— START OF Dataset content —

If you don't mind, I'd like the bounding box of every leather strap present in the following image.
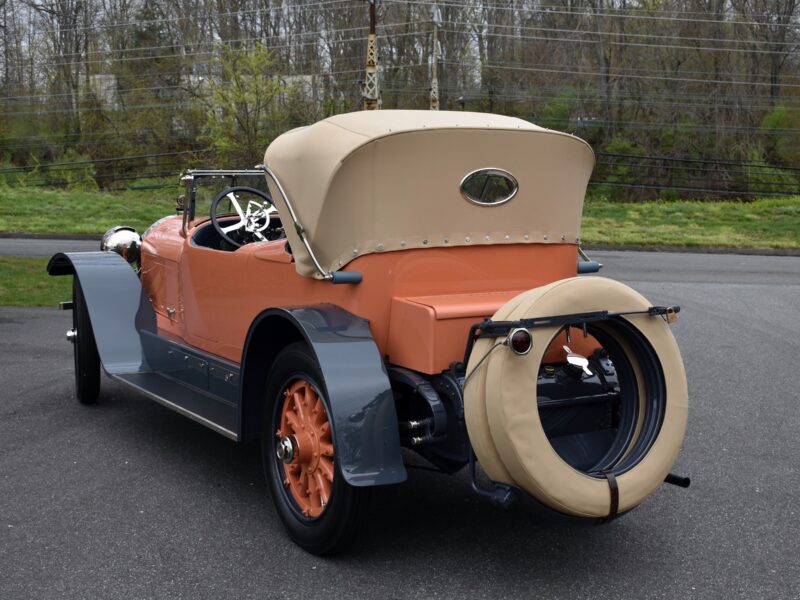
[602,471,619,523]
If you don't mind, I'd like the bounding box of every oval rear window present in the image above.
[460,168,519,206]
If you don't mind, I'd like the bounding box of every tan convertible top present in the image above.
[265,110,594,276]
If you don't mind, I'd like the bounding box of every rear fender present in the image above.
[240,304,406,487]
[47,252,156,375]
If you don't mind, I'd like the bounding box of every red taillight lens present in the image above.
[507,329,533,356]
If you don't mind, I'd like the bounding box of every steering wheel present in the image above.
[211,185,277,248]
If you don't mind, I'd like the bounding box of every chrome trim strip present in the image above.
[111,375,239,442]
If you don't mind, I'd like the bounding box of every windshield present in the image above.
[190,173,269,219]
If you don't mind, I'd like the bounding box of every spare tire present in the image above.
[464,277,688,518]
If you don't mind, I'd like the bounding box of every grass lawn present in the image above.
[0,186,800,249]
[0,185,179,235]
[0,256,72,307]
[581,196,800,249]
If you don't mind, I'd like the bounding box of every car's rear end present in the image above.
[266,111,687,519]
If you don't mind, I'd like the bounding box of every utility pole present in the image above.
[430,0,442,110]
[361,0,383,110]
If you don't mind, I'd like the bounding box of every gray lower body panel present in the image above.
[112,372,239,440]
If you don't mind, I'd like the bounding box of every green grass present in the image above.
[0,187,800,249]
[0,256,72,307]
[0,186,178,235]
[581,196,800,249]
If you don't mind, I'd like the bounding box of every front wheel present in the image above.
[261,343,369,554]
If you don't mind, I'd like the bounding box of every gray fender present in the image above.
[242,304,406,487]
[47,252,156,375]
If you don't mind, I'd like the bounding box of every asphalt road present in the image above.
[0,252,800,600]
[0,236,100,256]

— END OF Dataset content —

Rewrite the lines as a Markdown table with the columns "Row" and "Line", starting at the line containing "gray fender present in the image above." and ending with the last line above, both included. Leave out any blank lines.

| Row | Line |
|---|---|
| 1 | If you don't mind, I'd like the bounding box of every gray fender present in the image above. |
| 2 | [242,304,406,487] |
| 3 | [47,252,156,375] |
| 4 | If you don't mind, I'd like the bounding box of every asphalt road present in the image above. |
| 5 | [0,252,800,600] |
| 6 | [0,236,100,256] |